** To do **
Could you copy the data again, starting at the line that contains "the monkey's tail" and continuing through the end of the data, with "tree trunk" replaced by "tree stump" and nothing else changed?

** Listed entries **
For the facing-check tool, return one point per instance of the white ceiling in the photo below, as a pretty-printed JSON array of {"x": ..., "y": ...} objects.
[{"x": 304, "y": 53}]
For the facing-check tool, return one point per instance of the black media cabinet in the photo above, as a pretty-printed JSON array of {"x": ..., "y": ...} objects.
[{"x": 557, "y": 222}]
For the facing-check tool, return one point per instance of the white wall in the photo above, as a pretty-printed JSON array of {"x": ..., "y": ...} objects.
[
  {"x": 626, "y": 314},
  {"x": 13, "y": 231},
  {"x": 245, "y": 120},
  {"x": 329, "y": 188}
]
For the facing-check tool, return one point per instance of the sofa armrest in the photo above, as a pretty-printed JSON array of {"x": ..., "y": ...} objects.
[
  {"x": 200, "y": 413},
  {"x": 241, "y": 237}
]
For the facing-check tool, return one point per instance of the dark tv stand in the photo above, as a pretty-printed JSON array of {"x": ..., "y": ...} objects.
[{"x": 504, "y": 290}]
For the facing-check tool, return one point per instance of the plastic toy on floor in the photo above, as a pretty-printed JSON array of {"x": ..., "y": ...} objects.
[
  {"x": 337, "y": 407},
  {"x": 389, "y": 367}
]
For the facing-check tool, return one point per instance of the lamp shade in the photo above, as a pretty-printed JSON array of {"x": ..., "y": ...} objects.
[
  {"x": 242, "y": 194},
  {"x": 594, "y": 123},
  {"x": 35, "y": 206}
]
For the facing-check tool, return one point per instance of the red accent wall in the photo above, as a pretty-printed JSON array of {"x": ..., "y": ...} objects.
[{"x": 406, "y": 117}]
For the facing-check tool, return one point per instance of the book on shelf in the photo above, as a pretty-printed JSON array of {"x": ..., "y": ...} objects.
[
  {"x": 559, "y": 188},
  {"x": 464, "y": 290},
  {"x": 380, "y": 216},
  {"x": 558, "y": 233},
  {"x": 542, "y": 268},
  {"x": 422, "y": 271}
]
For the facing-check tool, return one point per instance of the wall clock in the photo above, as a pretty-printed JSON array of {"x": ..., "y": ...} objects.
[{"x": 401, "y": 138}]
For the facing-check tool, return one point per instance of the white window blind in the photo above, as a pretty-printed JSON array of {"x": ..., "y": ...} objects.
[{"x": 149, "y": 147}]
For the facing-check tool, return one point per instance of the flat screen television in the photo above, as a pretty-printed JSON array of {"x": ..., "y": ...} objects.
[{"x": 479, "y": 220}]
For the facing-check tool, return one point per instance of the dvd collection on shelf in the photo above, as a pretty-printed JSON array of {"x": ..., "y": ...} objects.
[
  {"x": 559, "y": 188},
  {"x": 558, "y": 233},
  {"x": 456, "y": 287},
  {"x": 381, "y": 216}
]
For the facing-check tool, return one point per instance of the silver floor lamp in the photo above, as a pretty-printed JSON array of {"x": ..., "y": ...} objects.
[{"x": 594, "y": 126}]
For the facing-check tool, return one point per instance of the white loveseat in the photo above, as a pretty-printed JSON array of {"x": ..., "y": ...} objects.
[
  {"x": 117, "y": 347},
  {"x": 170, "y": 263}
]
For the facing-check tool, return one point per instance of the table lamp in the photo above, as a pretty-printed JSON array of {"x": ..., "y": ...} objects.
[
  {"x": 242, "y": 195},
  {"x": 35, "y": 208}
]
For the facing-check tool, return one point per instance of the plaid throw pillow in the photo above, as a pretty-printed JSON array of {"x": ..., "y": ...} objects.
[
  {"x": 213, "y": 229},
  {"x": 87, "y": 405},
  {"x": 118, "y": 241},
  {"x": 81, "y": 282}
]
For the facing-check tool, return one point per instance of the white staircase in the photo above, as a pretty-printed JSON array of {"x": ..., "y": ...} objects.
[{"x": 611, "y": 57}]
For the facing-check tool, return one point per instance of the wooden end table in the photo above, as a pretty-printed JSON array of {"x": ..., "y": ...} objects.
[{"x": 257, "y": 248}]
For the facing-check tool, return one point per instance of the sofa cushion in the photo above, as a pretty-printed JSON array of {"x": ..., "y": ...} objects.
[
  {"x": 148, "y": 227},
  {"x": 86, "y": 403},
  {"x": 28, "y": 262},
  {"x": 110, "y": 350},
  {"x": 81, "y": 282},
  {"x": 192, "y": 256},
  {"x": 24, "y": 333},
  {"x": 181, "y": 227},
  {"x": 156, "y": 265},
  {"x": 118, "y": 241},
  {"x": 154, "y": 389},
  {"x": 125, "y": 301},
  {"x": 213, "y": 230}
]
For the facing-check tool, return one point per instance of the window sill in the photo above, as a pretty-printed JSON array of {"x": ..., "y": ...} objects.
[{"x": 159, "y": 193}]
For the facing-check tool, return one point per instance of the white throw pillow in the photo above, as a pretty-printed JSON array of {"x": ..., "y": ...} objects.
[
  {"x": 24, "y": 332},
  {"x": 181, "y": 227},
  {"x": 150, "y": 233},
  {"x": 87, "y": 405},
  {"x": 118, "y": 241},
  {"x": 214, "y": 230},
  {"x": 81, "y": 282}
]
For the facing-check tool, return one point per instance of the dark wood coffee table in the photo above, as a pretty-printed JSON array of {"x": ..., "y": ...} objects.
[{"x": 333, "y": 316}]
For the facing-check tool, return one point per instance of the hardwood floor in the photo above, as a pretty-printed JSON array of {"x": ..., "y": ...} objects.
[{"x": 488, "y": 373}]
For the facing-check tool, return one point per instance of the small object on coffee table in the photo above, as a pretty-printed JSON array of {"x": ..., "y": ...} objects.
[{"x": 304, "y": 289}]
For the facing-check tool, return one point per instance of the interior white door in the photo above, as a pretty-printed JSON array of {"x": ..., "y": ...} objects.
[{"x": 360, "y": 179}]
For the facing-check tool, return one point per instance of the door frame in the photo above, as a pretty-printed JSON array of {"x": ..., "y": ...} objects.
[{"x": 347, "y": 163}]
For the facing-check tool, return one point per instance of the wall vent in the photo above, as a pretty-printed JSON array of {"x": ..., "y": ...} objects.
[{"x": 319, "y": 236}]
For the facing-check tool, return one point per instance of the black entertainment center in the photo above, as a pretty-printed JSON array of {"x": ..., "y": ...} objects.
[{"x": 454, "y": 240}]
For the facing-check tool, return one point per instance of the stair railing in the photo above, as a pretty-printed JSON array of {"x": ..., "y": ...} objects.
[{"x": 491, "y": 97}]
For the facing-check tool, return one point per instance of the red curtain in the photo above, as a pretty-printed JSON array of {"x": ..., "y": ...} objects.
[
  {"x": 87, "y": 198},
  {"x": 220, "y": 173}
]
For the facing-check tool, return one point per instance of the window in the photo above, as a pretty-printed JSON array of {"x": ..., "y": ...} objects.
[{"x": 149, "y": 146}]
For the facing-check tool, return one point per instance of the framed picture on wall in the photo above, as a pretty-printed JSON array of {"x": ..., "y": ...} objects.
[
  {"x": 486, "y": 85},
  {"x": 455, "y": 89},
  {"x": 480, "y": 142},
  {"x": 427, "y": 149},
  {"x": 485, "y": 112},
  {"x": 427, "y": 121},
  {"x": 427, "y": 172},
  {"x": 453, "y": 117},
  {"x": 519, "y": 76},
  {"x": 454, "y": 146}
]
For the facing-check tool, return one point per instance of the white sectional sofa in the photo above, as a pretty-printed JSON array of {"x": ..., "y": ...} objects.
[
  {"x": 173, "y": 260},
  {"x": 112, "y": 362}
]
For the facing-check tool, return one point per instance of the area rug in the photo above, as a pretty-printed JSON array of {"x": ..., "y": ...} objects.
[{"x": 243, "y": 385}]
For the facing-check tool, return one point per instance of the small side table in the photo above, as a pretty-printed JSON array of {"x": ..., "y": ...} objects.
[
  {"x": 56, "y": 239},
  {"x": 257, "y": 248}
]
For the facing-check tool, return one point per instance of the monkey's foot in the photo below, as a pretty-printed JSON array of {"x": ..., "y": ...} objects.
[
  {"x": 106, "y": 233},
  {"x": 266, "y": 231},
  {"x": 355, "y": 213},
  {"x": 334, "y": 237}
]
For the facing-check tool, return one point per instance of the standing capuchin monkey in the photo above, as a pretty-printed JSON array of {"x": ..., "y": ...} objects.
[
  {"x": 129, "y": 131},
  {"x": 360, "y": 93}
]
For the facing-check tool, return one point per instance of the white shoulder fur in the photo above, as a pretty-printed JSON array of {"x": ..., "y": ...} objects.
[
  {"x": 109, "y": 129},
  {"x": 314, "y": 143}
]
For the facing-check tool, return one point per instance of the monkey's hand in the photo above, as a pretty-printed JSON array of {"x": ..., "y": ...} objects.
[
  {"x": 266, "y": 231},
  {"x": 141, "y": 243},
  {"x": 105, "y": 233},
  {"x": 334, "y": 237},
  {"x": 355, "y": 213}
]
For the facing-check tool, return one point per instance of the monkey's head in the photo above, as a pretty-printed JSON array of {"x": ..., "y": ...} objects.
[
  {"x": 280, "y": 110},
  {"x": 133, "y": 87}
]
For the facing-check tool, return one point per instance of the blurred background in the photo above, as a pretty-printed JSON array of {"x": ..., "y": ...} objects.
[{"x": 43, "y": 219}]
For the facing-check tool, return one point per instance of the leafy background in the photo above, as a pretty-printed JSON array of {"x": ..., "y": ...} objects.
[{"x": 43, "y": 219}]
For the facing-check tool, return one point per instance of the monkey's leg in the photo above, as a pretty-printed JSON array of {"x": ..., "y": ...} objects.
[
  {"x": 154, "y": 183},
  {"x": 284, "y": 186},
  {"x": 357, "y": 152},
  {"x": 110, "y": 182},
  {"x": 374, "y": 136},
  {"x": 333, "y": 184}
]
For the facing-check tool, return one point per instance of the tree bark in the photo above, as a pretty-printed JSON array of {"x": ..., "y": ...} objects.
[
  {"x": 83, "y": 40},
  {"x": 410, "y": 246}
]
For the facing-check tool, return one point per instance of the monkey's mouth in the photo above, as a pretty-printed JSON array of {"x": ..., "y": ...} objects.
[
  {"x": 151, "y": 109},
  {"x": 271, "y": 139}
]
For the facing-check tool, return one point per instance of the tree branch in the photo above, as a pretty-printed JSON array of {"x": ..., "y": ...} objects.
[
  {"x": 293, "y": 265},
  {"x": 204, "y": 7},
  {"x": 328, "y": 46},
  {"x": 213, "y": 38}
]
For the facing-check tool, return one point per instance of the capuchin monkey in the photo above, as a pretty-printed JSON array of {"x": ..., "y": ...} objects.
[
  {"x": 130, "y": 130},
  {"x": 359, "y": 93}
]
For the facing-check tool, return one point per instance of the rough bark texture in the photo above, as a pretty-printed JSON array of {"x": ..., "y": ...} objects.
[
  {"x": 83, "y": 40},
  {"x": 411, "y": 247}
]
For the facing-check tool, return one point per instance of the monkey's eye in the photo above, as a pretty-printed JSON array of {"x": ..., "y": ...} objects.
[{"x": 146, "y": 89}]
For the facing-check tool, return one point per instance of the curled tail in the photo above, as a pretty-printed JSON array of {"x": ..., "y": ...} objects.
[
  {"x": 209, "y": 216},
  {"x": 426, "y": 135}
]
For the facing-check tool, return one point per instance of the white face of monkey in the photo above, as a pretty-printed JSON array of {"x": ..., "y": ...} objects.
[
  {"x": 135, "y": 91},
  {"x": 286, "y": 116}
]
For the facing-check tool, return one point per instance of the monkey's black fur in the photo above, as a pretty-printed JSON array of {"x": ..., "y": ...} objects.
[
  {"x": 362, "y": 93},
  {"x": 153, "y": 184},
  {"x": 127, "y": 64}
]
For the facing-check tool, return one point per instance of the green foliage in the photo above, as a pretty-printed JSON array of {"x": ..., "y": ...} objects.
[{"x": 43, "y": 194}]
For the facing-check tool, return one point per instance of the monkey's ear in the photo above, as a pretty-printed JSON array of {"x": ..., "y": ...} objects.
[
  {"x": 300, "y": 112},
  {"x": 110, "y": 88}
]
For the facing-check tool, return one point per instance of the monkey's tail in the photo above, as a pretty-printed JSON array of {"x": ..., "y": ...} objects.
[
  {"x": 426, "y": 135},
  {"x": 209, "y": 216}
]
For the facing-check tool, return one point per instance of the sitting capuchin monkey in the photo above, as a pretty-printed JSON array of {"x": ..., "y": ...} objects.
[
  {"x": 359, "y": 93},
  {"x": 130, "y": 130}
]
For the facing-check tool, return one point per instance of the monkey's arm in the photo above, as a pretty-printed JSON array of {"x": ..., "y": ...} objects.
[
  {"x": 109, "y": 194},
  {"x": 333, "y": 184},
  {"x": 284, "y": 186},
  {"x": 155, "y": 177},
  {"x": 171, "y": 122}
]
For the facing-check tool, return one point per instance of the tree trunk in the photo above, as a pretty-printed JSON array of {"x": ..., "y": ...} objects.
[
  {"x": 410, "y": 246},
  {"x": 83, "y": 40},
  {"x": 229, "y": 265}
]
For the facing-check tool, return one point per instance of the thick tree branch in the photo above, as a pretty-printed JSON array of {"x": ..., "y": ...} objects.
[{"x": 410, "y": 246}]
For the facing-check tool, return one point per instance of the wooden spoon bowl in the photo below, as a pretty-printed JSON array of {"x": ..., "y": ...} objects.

** Written reply **
For the facing-check tool, return one point per instance of the monkey's tail in the photo above, as a pretty-printed JSON array of {"x": ..., "y": ...} objects.
[
  {"x": 426, "y": 135},
  {"x": 209, "y": 216}
]
For the facing-check tool, return one point per instance of the sitting capuchin monkey in the photo above, as a pretty-printed JSON array of {"x": ..., "y": ...} objects.
[
  {"x": 359, "y": 93},
  {"x": 130, "y": 130}
]
For the facing-check tool, return one point per instance of the monkey's arm in the photo above, as a pretty-printed JSON array of {"x": ..., "y": ...} objects.
[
  {"x": 109, "y": 194},
  {"x": 333, "y": 184},
  {"x": 284, "y": 186},
  {"x": 155, "y": 177},
  {"x": 171, "y": 122}
]
For the facing-check tool, return one point per instance of the tree stump in the photo above, as a pretty-printed JSON array of {"x": ..., "y": ...} objects.
[
  {"x": 410, "y": 246},
  {"x": 83, "y": 40},
  {"x": 229, "y": 265}
]
For the facing-check tool, return one point per instance of the thick tree branch in the photo above, as a pretty-printed JSON array of {"x": ..., "y": ...} objects.
[{"x": 410, "y": 246}]
For the facing-check tool, return one point per instance of the wooden spoon bowl in the photo below, as a pretty-printed JSON array of {"x": ..., "y": ...} objects.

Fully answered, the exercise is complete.